# [Textauszug]
EuGH: Herr Schrems kann wegen eigener Ansprüche in Österreich gegen Facebook klagen

Hingegen kann er nicht als Zessionar von Ansprüchen anderer Verbraucher den Verbrauchergerichtsstand in Anspruch nehmen, um die abgetretenen Ansprüche geltend zu machen.

Würfel, auf denen News steht
Foto: Claudia Paulussen/AdobeStock

Herr Maximilian Schrems, der in Österreich wohnt, hat vor den österreichischen Gerichten Klage gegen  Facebook  Ireland  (im  Folgenden:  Facebook)  erhoben. Er wirft  Facebook zahlreiche Verstöße gegen datenschutzrechtliche Regelungen im Zusammenhang mit seinem privaten Facebook-Konto und den Konten von sieben weiteren Nutzern  vor, die ihm ihre Ansprüche zwecks Klageerhebung abgetreten haben. Bei den anderen Nutzern soll es sich ebenfalls um Verbraucher handeln, die in Österreich, Deutschland und Indien wohnen. Herr Schrems begehrt von den österreichischen Gerichten insbesondere die Feststellung der Unwirksamkeit bestimmter Vertragsklauseln sowie die Verurteilung von Facebook zur Unterlassung der Verwendung der streitgegenständlichen Daten zu eigenen Zwecken bzw. zu Zwecken Dritter sowie zur Leistung von Schadenersatz.

Facebook bestreitet die internationale Zuständigkeit der österreichischen Gerichte. Ihrer Ansicht nach kann Herr Schrems nicht die unionsrechtliche Regel in Anspruch nehmen, die es Verbrauchern erlaubt, einen ausländischen Vertragspartner vor den Gerichten ihres Wohnsitzes zu verklagen (im Folgenden: Verbrauchergerichtsstand). Da Herr Schrems nämlich Faceboook auch beruflich nutze (insbesondere mittels einer der Information über sein Vorgehen gegen Facebook gewidmeten Facebook-Seite4), könne er nicht als Verbraucher angesehen werden. Auf die abgetretenen   Ansprüche   sei  der Verbrauchergerichtsstand  nicht  anwendbar,   da  er  nicht übertragbar sei.

# [Vorliegende Daten]
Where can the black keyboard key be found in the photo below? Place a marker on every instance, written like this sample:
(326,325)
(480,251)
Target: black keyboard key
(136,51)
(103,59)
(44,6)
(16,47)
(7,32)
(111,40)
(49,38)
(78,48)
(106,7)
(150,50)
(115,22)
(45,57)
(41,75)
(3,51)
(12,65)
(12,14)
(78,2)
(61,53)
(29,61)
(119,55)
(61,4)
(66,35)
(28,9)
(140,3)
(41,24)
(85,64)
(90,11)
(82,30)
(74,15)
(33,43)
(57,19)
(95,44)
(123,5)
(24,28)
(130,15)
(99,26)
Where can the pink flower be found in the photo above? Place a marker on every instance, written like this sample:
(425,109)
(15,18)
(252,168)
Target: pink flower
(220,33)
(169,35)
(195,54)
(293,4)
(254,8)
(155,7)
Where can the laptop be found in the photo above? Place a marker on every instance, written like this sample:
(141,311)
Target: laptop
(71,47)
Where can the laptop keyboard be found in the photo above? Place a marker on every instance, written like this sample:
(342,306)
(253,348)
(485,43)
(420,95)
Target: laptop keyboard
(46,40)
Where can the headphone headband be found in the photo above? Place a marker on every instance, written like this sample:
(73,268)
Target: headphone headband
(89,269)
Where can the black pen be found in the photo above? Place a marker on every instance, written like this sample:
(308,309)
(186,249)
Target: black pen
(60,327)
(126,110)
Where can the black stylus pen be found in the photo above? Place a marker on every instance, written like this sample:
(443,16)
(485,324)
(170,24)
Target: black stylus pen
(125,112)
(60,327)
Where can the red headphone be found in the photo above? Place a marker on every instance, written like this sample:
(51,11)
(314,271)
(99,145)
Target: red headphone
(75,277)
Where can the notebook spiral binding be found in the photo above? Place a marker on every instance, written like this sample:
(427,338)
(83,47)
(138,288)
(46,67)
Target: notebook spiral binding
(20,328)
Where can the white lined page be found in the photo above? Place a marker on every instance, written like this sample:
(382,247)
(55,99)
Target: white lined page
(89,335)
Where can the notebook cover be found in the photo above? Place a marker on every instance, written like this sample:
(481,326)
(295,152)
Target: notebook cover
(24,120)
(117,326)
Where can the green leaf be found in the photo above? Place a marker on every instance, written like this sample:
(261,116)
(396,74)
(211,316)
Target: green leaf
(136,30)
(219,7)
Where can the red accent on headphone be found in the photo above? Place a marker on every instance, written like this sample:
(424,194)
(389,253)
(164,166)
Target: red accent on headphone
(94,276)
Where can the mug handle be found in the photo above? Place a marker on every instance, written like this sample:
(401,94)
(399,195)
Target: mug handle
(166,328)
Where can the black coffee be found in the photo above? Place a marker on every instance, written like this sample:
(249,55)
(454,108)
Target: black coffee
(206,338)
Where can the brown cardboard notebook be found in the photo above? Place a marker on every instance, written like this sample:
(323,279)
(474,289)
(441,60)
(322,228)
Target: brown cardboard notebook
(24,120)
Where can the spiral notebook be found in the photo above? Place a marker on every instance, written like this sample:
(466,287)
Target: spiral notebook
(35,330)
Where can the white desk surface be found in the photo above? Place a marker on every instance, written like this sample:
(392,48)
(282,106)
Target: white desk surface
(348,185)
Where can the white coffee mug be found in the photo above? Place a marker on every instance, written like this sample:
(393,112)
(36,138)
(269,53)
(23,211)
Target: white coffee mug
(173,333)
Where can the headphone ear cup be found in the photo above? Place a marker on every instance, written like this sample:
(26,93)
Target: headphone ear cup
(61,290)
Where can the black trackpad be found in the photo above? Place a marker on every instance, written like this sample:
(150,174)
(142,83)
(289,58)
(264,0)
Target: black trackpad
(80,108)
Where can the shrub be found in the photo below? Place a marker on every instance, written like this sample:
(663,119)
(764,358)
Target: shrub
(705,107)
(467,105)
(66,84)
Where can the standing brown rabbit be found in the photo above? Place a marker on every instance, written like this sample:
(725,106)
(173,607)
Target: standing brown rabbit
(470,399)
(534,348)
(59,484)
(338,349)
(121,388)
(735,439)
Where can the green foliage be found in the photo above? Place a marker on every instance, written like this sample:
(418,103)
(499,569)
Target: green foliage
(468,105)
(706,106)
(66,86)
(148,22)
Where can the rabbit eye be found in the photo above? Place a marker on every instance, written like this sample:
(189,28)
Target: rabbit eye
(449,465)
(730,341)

# [Aufgaben]
1. In welchen Ländern wohnen laut Textauszug die anderen Nutzer, die Herrn Schrems ihre Ansprüche abgetreten haben?
2. Stimmen die folgenden Aussagen mit dem Textauszug überein? Beantworte jede mit Ja oder Nein und zitiere die entscheidenden Worte.
(a) Facebook hält die österreichischen Gerichte für international nicht zuständig.
(b) Herr Schrems hat seine Klage vor irischen Gerichten erhoben.
(c) Herr Schrems verlangt unter anderem Schadenersatz.
3. Gib den Abschnitt des Textauszugs von „EuGH: Herr Schrems“ bis „geltend zu machen.“ wortgetreu wieder.
Für das Weitere spielen die Daten keine Rolle.

# [Antworten je Aufgabe]
1. In Österreich, Deutschland und Indien.

2.
(a) Ja: „Facebook bestreitet die internationale Zuständigkeit der österreichischen Gerichte.“
(b) Nein: „Herr Maximilian Schrems, der in Österreich wohnt, hat vor den österreichischen Gerichten Klage“
(c) Ja: „sowie zur Leistung von Schadenersatz“

3.
EuGH: Herr Schrems kann wegen eigener Ansprüche in Österreich gegen Facebook klagen

Hingegen kann er nicht als Zessionar von Ansprüchen anderer Verbraucher den Verbrauchergerichtsstand in Anspruch nehmen, um die abgetretenen Ansprüche geltend zu machen.